GIVEN TASK:
Transcribe the material below exactly as it appears.

EXTRACTED DATA:
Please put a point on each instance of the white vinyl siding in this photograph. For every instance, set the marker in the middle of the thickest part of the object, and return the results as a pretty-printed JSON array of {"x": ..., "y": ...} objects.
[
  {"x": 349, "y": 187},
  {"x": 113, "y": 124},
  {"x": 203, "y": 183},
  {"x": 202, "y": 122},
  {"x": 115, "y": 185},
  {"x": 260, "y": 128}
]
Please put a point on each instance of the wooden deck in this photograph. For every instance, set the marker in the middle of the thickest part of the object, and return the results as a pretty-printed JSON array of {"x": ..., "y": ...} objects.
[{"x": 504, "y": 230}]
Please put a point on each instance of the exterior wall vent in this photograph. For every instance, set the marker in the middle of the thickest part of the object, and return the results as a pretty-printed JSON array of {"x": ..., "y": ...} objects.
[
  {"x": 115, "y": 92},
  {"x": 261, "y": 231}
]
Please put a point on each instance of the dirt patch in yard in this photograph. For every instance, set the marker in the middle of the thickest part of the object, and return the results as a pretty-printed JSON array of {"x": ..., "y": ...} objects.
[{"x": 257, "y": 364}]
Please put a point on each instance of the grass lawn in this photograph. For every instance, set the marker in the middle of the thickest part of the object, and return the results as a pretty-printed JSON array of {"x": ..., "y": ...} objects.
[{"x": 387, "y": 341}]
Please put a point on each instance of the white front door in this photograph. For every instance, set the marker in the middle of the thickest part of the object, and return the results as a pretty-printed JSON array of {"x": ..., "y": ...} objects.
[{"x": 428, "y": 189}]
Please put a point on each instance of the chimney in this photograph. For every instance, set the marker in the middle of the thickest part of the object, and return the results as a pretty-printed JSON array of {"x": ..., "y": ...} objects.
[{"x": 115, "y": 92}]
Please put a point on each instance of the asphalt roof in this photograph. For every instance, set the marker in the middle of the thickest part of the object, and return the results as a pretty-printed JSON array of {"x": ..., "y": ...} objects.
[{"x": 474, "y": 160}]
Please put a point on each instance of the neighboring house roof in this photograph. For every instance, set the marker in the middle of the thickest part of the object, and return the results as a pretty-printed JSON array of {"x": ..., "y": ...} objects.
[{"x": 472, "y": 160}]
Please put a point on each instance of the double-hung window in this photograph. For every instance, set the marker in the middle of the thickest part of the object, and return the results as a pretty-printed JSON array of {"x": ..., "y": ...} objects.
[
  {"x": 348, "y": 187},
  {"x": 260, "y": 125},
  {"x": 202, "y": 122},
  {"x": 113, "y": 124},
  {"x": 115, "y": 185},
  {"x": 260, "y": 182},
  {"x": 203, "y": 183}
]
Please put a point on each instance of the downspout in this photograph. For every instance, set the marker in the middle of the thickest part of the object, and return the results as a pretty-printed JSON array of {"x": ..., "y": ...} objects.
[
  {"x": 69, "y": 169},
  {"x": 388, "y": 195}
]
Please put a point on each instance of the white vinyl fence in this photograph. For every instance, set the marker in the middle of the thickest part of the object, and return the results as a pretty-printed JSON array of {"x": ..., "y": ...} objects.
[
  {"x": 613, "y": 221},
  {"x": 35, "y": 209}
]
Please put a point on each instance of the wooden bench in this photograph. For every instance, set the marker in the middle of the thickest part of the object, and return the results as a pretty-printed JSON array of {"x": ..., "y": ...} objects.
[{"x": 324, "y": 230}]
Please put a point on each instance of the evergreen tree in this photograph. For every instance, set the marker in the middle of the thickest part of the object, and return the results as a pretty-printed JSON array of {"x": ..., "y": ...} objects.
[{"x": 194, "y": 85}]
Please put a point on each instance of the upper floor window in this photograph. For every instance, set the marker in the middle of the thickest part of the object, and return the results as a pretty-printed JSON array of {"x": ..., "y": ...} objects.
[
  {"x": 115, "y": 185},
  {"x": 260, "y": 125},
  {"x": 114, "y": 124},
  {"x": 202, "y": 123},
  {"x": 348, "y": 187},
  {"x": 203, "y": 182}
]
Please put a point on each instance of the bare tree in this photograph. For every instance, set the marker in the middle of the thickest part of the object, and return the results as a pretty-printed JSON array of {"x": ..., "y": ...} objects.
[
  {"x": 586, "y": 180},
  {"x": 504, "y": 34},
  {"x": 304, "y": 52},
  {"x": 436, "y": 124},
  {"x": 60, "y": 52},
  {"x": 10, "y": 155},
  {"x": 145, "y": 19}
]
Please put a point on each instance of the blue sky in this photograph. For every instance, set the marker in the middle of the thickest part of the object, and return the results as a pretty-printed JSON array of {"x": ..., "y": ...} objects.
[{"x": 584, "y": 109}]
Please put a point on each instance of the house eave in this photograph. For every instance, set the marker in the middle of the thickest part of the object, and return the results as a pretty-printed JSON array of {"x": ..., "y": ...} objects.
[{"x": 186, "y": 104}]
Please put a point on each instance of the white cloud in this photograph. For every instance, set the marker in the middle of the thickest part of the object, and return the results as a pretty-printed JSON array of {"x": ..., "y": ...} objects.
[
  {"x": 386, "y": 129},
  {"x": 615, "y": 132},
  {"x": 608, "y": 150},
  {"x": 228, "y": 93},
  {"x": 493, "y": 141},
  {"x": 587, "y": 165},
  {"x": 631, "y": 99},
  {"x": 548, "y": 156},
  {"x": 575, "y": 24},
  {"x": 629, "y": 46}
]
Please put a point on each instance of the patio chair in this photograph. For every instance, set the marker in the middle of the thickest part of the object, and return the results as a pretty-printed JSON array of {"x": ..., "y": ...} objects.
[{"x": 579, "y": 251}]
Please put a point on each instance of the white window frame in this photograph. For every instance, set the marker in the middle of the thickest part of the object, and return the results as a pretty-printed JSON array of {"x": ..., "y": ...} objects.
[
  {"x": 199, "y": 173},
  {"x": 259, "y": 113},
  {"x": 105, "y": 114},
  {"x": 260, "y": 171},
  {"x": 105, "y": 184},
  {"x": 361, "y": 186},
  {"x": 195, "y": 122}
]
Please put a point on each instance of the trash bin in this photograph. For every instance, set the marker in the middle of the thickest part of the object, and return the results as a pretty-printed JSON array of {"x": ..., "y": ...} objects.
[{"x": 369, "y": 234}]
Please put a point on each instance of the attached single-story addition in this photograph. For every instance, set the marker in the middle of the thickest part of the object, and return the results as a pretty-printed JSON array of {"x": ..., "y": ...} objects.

FULL ANSWER:
Please put a point on each instance of the white vinyl siding in this photograph. For every instance, set the marker in the middle of the thickest part of the object, and return the results as a pretty-printed JSON array of {"x": ..., "y": ...} objects.
[
  {"x": 349, "y": 187},
  {"x": 113, "y": 124},
  {"x": 203, "y": 183},
  {"x": 202, "y": 122},
  {"x": 115, "y": 185},
  {"x": 260, "y": 128}
]
Please put a point on each instance of the wooden deck in this photograph. For every instance, set the marker in the middle of the thickest part of the object, and return the results as a pretty-printed JSON array of {"x": ..., "y": ...} objects.
[{"x": 504, "y": 230}]
Please put a point on each instance of the exterior wall vent in this photograph. For every instance, set the marker in the middle of the thickest part of the object, and return the results as a pretty-printed JSON array of {"x": ..., "y": ...} objects.
[
  {"x": 115, "y": 92},
  {"x": 261, "y": 231}
]
Please put a point on each instance of the dirt patch in yard in this photograph. For every instance, set the marker in the middle of the thickest part of the object, and return the results as a pretty-printed JSON array of {"x": ..., "y": ...} objects.
[{"x": 257, "y": 364}]
Please put a point on each instance of the grass lawn in this photograph. For every instance, set the marker in the middle of the thickest part of the object, and return the results as a pretty-printed JSON array of {"x": ..., "y": ...} objects.
[{"x": 387, "y": 341}]
Please put a point on each instance of the white front door in this photograph. For every instance, set the marker in the middle of the thickest part of the object, and return the results as a pretty-printed JSON array of {"x": ..., "y": ...} objects.
[{"x": 428, "y": 189}]
Please put a point on each instance of the chimney in this photograph. For every instance, set the marker in the middle of the thickest part of the object, and return the results as a pretty-printed JSON array of {"x": ..., "y": ...} objects.
[{"x": 115, "y": 92}]
Please put a point on each instance of the asphalt roof in this photograph. For every instance, set the marker in the middle of the thickest part of the object, and return the results as a pretty-printed JSON array of {"x": ..., "y": ...} objects.
[{"x": 474, "y": 160}]
Please put a point on each instance of the neighboring house roof in this photograph. For every instance, set the marker in the middle of the thickest part of the object, and return the results as a pretty-printed JSON array of {"x": ..., "y": ...} objects.
[{"x": 472, "y": 160}]
Please put a point on each instance of the double-hung window in this photograph. For every instance, set the marker in the middle of the thickest part of the object, and return the results as a pretty-printed JSON array of {"x": ..., "y": ...} objects.
[
  {"x": 348, "y": 187},
  {"x": 260, "y": 125},
  {"x": 202, "y": 122},
  {"x": 113, "y": 124},
  {"x": 115, "y": 185},
  {"x": 260, "y": 182},
  {"x": 203, "y": 183}
]
Please put a point on each instance of the downspout in this photograph. For every instance, set the marker in the middle of the thickest part of the object, and return the results as a pretty-printed JSON array of {"x": ..., "y": ...} objects.
[
  {"x": 69, "y": 169},
  {"x": 388, "y": 195}
]
Please put a point on each instance of the white vinyl fence in this photograph. For every instance, set the marker in the middle of the thickest part of the object, and return the results as a pretty-printed JSON array of {"x": ..., "y": ...} objects.
[
  {"x": 613, "y": 221},
  {"x": 35, "y": 209}
]
Please put a point on each instance of the wooden bench in this photograph. For every instance, set the marker in the middle of the thickest part of the object, and return the results as a pretty-printed JSON array of {"x": ..., "y": ...} objects.
[{"x": 324, "y": 230}]
Please put a point on each instance of the evergreen tree in this photograph. For every instance, set the marker in the middle of the thickest part of the object, and return the results as a pretty-printed JSON array of {"x": ..., "y": ...} objects.
[{"x": 194, "y": 85}]
Please put a point on each instance of the upper floor window in this photograph. For every instance, set the marker in the middle of the thickest part of the object, and return the results as a pretty-printed JSON array of {"x": ..., "y": ...} objects.
[
  {"x": 115, "y": 185},
  {"x": 260, "y": 125},
  {"x": 114, "y": 124},
  {"x": 202, "y": 123},
  {"x": 348, "y": 187},
  {"x": 203, "y": 182}
]
Please put a point on each instance of the bare tree in this photograph. For every instance, set the marker in the middle of the thickest part of the object, and return the results as a pretty-printed JSON array of {"x": ..., "y": ...} objects.
[
  {"x": 586, "y": 180},
  {"x": 504, "y": 34},
  {"x": 304, "y": 52},
  {"x": 436, "y": 124},
  {"x": 60, "y": 52},
  {"x": 10, "y": 155},
  {"x": 145, "y": 19}
]
Please put a point on each instance of the blue sky in this photograph. For every instance, set the marker in the middle of the thickest part of the object, and return the results as a pretty-printed JSON array of {"x": ..., "y": ...} objects.
[{"x": 584, "y": 109}]
Please put a point on each instance of the house eave in this photograph. For every instance, set the marker in the middle of the thickest part of the object, and return the results as a pretty-printed JSON array of {"x": ..., "y": ...} objects.
[{"x": 186, "y": 104}]
Please put a point on each instance of the white cloud in this photograph. For every instance, set the marker in the middle of the thickest part of the object, and return the results as a pretty-printed JSON array of {"x": ..., "y": ...} objects.
[
  {"x": 386, "y": 129},
  {"x": 615, "y": 132},
  {"x": 608, "y": 150},
  {"x": 228, "y": 93},
  {"x": 493, "y": 141},
  {"x": 587, "y": 165},
  {"x": 631, "y": 99},
  {"x": 548, "y": 156},
  {"x": 575, "y": 24},
  {"x": 629, "y": 46}
]
Please put a point on each instance of the patio chair in this photograph. For every instance, set the marker in the middle of the thickest part of the object, and return the results as a pretty-printed JSON array of {"x": ..., "y": ...} objects.
[{"x": 579, "y": 251}]
Please put a point on each instance of the white window frame in this photograph. For every instance, set the marker in the middle of the thickest part of the object, and return the results as a pretty-printed JSON array of {"x": ..., "y": ...} objects.
[
  {"x": 199, "y": 173},
  {"x": 259, "y": 113},
  {"x": 105, "y": 114},
  {"x": 260, "y": 171},
  {"x": 105, "y": 184},
  {"x": 361, "y": 186},
  {"x": 195, "y": 122}
]
Please put a point on each instance of the trash bin in this photograph. For every instance, set the marker in the middle of the thickest part of the object, and return the results as a pretty-printed JSON array of {"x": ..., "y": ...} objects.
[{"x": 369, "y": 234}]
Please put a point on each instance of the attached single-story addition in this photograph. For every instance, set the marker in the middle of the thickest part of the object, and return the results as a pretty-printed JSON array of {"x": ..., "y": ...} objects.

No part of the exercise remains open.